-- BEGIN Items --

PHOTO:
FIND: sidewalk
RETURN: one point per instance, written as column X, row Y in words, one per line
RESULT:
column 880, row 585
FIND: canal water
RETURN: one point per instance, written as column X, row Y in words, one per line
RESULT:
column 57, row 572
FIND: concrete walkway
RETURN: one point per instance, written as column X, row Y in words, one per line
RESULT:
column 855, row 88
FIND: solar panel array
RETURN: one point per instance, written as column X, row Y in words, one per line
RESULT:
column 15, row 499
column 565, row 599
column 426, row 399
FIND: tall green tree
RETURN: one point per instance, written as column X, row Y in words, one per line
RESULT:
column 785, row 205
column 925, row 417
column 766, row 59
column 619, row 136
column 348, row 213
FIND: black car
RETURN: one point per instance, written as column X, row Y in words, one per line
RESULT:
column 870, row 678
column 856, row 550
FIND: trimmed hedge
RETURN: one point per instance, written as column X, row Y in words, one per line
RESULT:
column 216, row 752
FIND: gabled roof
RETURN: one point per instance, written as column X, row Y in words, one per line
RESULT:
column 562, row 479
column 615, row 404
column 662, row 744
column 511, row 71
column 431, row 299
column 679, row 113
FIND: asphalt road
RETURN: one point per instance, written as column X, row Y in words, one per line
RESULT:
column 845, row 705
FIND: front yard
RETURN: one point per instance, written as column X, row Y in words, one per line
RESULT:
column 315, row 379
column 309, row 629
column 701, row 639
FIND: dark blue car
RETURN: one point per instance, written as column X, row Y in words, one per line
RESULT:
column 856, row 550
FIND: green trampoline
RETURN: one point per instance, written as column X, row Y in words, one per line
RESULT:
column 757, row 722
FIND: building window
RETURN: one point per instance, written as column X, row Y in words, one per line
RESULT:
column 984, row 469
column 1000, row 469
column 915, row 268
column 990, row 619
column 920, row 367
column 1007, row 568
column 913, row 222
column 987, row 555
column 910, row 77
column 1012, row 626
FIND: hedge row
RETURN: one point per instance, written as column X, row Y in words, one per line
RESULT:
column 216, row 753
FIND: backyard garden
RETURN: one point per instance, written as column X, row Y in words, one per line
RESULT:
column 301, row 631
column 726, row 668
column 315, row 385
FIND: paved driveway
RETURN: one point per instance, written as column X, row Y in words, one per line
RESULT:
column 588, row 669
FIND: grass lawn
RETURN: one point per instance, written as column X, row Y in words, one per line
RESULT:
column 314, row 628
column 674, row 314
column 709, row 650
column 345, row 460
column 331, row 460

-- END Items --

Write out the lines above word for word, everything from the line with "FIND: black car" down to the line with "column 845, row 705", both of those lines included.

Finished answer »
FIND: black car
RETURN: one point per instance, written as column X, row Y in words, one per line
RESULT:
column 870, row 678
column 856, row 550
FIND: trimmed hedge
RETURN: one point per instance, written as column X, row Y in words, one per line
RESULT:
column 216, row 752
FIND: gabled roof
RETURN: one point per instance, written as column X, row Y in words, one per line
RESULT:
column 562, row 479
column 615, row 404
column 662, row 744
column 511, row 71
column 431, row 299
column 679, row 113
FIND: asphalt road
RETURN: one point per instance, written as column X, row Y in words, one per line
RESULT:
column 845, row 705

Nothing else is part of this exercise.